## Lista de tarefas
1/ Segundo o artigo sobre José Sócrates, entre que anos ele foi primeiro-ministro de Portugal?
2/ Prossiga o artigo de opinião sobre José Sócrates a partir da última frase apresentada.

## Excerto do documento
————————

Este blogue é uma extensão de Entre as brumas da memória.

sábado, 26 de outubro de 2013

O herdeiro, São José Almeida, Público, 26/10/2013


O herdeiro

«Ouça, tenho uma boa vida. Se voltei ao comentário político, é porque me quis defender, estava a ser atacado sem defesa. Não sinto nenhuma inclinação para voltar a depender do favor popular.» As afirmações são de José Sócrates antigo primeiro-ministro de Portugal entre 2005 e 2011, indicado para o cargo pelo PS, partido de que era secretário- geral, depois de duas vitórias em eleições, em 2005 com maioria absoluta e em 2009 com maioria relativa. Esta é a forma como Sócrates responde à pergunta sobre uma eventual candidatura sua a Presidente da República, na entrevista ao Expresso.

Para além da questão pessoal de divulgar que tem “uma boa vida” e da confissão, algo ingénua, de que usa a tribuna de comentador político no canal público de televisão para fazer a sua defesa, pois sentia-se atacado, Sócrates revela uma profunda desconsideração pelo que é a democracia política. Numa entrevista em que um dos seus objectivos, como entrevistado, é apresentar-se como um democrata e um intransigente defensor dos direitos humanos – assunto que é o tema central da sua tese de mestrado cujo resultado publica agora em livro –, chega a ser chocante a forma como Sócrates fala da possibilidade de se voltar a candidatar a um cargo político.

Quando o que caracteriza a democracia política é a igualdade de decisão entre todos, ou seja, a garantia de que a escolha política assenta no princípio de “uma pessoa, um voto”, Sócrates revela uma pesporrência que ultrapassa toda a sua anterior retórica. É que falar da hipótese de uma candidatura eleitoral como sendo algo por que se sente “inclinação” e da eleição em si como de uma circunstância em que o candidato se faz “depender do favor popular” manifesta um nível de arrogância, que ultrapassa os níveis de vaidade pessoal que num ou noutro momento da sua vida política demonstrou. A leitura desta passagem leva até a questionarmo-nos sobre se estaria a falar a sério ou a ironizar e sobre o que queria dizer com esta frase. Será que Sócrates aderiu a conceitos de conquista de poder não electivos? Será que é adepto de formas monárquicas de poder em que este se recebe por herança?

————————

## Dados fornecidos
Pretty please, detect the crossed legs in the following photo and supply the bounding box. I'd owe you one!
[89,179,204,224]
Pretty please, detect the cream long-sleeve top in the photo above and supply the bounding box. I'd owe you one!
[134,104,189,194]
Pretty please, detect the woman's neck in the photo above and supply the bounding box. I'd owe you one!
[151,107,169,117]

————————

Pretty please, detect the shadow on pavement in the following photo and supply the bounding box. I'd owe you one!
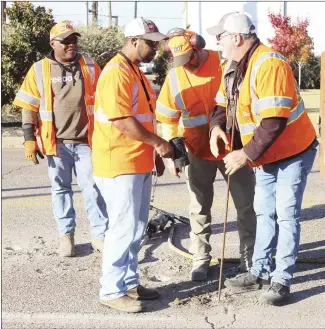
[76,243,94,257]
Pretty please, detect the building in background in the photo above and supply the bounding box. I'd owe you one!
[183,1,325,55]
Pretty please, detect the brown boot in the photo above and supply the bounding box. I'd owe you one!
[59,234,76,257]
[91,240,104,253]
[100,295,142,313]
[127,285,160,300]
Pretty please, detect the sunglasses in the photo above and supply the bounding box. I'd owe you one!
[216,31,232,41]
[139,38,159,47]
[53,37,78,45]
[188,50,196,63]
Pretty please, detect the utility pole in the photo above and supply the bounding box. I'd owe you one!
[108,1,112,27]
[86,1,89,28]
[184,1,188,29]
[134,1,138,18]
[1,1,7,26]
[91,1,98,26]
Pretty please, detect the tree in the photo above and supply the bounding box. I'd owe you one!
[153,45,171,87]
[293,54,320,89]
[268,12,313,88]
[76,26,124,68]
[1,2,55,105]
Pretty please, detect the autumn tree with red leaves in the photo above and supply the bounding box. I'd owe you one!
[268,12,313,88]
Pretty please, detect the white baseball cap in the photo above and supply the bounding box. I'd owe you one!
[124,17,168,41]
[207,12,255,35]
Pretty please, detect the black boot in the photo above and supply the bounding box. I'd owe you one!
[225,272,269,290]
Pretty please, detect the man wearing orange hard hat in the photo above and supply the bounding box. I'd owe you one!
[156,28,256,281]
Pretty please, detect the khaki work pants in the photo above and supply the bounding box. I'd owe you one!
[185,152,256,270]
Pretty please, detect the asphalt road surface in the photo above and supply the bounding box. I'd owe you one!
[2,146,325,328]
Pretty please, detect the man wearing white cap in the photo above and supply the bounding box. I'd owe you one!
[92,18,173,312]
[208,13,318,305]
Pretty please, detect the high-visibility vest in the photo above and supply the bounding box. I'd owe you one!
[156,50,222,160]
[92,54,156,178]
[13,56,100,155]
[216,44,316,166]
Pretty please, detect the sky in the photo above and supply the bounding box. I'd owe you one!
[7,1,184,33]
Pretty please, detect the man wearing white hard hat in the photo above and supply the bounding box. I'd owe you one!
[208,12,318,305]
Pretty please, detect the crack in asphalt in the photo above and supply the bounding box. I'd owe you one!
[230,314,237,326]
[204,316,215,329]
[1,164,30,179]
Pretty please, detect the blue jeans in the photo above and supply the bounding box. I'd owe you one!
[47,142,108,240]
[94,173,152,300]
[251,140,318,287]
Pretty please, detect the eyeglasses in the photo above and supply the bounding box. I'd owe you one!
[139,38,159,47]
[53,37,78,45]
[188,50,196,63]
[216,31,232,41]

————————

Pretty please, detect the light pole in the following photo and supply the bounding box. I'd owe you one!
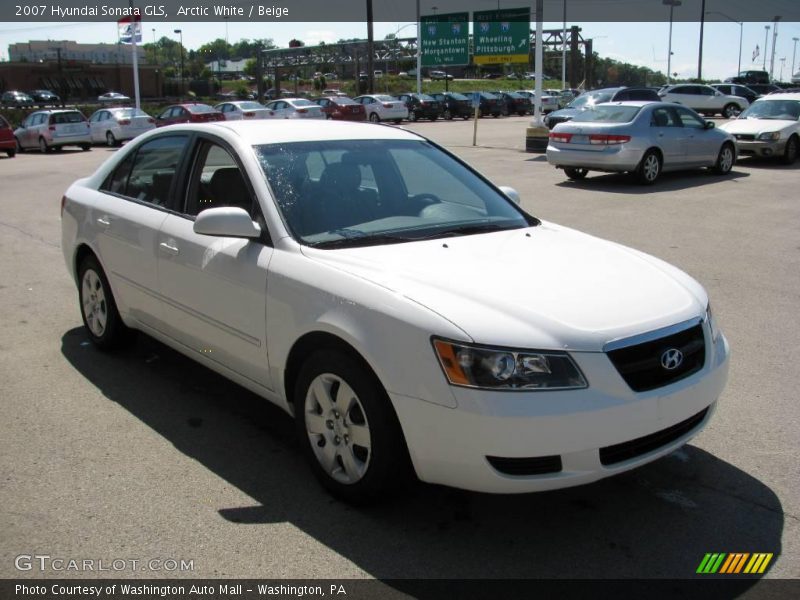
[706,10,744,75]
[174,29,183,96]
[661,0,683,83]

————————

## Resultados por tarefa
1/ Entre 2005 e 2011.

2/
A entrevista feita por Clara Ferreira Alves — que não deixa de fora os temas difíceis para o antigo primeiro-ministro — serve para, mais uma vez, Sócrates fazer a justificação e a defesa da sua governação. E, mais uma vez, afirmar, referindo-se ao PEC IV, que tinha uma solução negociada “com a Comissão Europeia e com o Conselho” que estava consubstanciada na “elaboração de um Programa de Estabilidade e Crescimento”, em que o Governo se comprometia com novas “exigências orçamentais” em troca da ajuda financeira que viabilizaria o funcionamento do Estado. E que essa solução foi inviabilizada porque o PSD retirou o tapete ao PS, com o alegado apoio do Presidente da República.

É verdade que ao rejeitar o PEC IV, em Março de 2011, o PSD rompeu o acordo orçamental que tinha estabelecido com o PS no ano anterior e que permitira viabilizar, em Março de 2010, o Programa de Estabilidade e Crescimento (2010-2013), bem como as suas revisões de Maio e de Setembro. E ainda o Orçamento para 2011, negociado entre o ministro das Finanças, Teixeira dos Santos, e Eduardo Catroga, ex-ministro das Finanças de Cavaco Silva, indicado pelo Presidente da República como mediador do PSD. De facto, o PSD inviabilizou o PEC IV e com isso lançou o país em eleições antecipadas, que previa ganhar.

O que parece mais difícil de compreender é que Sócrates acredite mesmo que a situação hoje em Portugal seria muito diferente do que é, se o seu PEC IV tivesse sido aprovado. É que, ainda que a aprovação do PEC IV não tivesse precipitado a assinatura do memorando de entendimento para assegurar que a União Europeia viabilizava empréstimos financeiros a Portugal, a realidade é que o PEC IV — assim como o PEC III — continha já muito do que eram a essência das orientações políticas que a União Europeia queria impor para alterar o modelo de organização do Estado português. Até porque à subida de impostos e aos cortes na despesa pública existentes já no PEC II no PEC III somaram-se o congelamento de pensões e os cortes no rendimento da função pública. E foi, recorde-se, no Orçamento para 2011 que foi criado o “imposto” sobre o 14.º mês.

Em suma, José Sócrates pode queixar-se do PSD, por Passos Coelho lhe ter tirado o tapete para chegar ele mesmo a primeiro-ministro. Mas não pode dizer que o PEC IV salvava o país da política de austeridade – simplesmente porque foi com Sócrates que a política de austeridade começou e foi Sócrates que cedeu às receitas neoliberais. A diferença entre Sócrates e o que fez e faz Passos é só de grau de intensidade. 
.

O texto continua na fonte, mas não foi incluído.